_Reading text_
- - - - - - -

BANGKOK — A young conscript who lost his right foot to a landmine earlier this month won’t receive full benefits for soldiers injured in the line of duty, an army spokeswoman said Wednesday.
Because Pvt. Patcharapong Halarp was drafted for compulsory service and not a career soldier, he won’t receive the customary promotions afforded to other army wounded, Sirichan Ngathong said.
“In order to receive the seven-rank advancement, one needs to be fully enlisted in the army,” Col. Sirichan said.
She said the 22-year-old private would still receive financial assistance for stepping on the landmine Friday near the Thai-Cambodian border while on patrol. The full benefit would have seen him promoted seven ranks from private to second lieutenant, which would mean a higher pay grade and pension.
It comes as various politicians are campaigning on promises to end mandatory conscription and improve the welfare of low-ranking servicemen.
She also rejected calls from some on social media for the army to automatically enroll Patcharapong in a military academy and grant him a career in the forces after his injuries.

- - - - - - -

_Information_
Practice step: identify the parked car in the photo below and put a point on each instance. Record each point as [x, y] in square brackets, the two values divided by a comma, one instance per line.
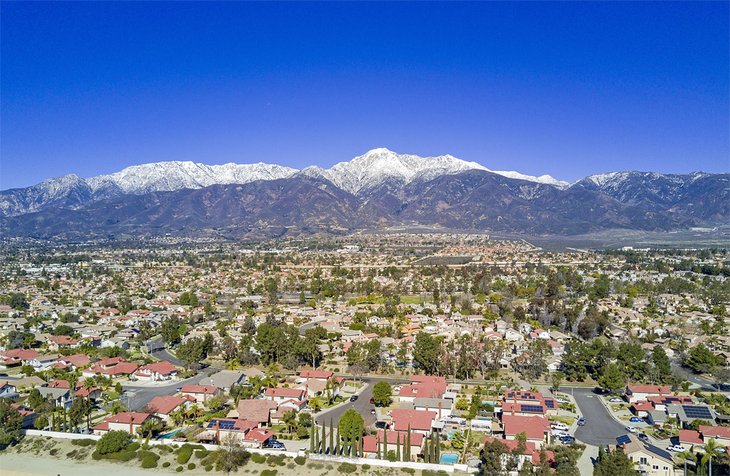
[275, 445]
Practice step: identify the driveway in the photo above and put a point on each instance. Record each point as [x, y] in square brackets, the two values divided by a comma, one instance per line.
[600, 428]
[362, 405]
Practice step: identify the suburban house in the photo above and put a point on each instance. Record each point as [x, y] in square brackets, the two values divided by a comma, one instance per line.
[125, 421]
[164, 405]
[200, 393]
[246, 433]
[280, 395]
[418, 421]
[8, 390]
[256, 410]
[721, 434]
[649, 459]
[423, 386]
[637, 393]
[532, 453]
[162, 370]
[374, 444]
[535, 428]
[61, 397]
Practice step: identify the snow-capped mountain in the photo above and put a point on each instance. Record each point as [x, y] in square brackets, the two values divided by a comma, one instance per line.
[176, 175]
[358, 176]
[380, 165]
[368, 171]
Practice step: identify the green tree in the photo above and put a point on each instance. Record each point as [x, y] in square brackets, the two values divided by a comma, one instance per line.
[10, 423]
[492, 455]
[613, 378]
[614, 463]
[426, 353]
[351, 426]
[382, 394]
[113, 442]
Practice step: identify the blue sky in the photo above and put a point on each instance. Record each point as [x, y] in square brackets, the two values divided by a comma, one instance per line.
[565, 88]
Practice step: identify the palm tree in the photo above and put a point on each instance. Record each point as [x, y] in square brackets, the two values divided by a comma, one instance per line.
[290, 419]
[686, 456]
[711, 451]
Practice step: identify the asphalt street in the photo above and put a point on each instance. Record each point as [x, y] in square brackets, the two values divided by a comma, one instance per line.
[600, 428]
[362, 405]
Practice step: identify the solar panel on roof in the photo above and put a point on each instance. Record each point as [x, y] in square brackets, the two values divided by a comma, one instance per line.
[694, 411]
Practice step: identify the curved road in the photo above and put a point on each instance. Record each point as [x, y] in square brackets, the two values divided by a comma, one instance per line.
[600, 429]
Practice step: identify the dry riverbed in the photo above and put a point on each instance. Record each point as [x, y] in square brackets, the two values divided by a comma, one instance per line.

- - - - - - -

_Activity list_
[1] For each statement marked (a), (b) and (c), say whether it agrees with the landmine article, answering yes or no and quoting the words of the article that decide it.
(a) Patcharapong will get no financial assistance for his injury.
(b) The landmine blast happened near the Thai-Cambodian border during a patrol.
(c) Sirichan backed the idea of automatically enrolling Patcharapong in a military academy.
[2] Answer each question from the landmine article on its own line, marked (a), (b) and (c).
(a) Which foot did Patcharapong lose?
(b) How old is Patcharapong?
(c) To what rank would the full benefit have promoted him?
[3] Reproduce the part of the landmine article that starts at the words "Because Pvt. Patcharapong" and ends after the words "of low-ranking servicemen.".
The material is separate from the landmine article.

_Answers below_
[1]
(a) No: "the 22-year-old private would still receive financial assistance"
(b) Yes: "near the Thai-Cambodian border while on patrol"
(c) No: "She also rejected calls from some on social media for the army to automatically enroll Patcharapong in a military academy"

[2]
(a) His right foot.
(b) 22.
(c) Second lieutenant.

[3]
Because Pvt. Patcharapong Halarp was drafted for compulsory service and not a career soldier, he won’t receive the customary promotions afforded to other army wounded, Sirichan Ngathong said.
“In order to receive the seven-rank advancement, one needs to be fully enlisted in the army,” Col. Sirichan said.
She said the 22-year-old private would still receive financial assistance for stepping on the landmine Friday near the Thai-Cambodian border while on patrol. The full benefit would have seen him promoted seven ranks from private to second lieutenant, which would mean a higher pay grade and pension.
It comes as various politicians are campaigning on promises to end mandatory conscription and improve the welfare of low-ranking servicemen.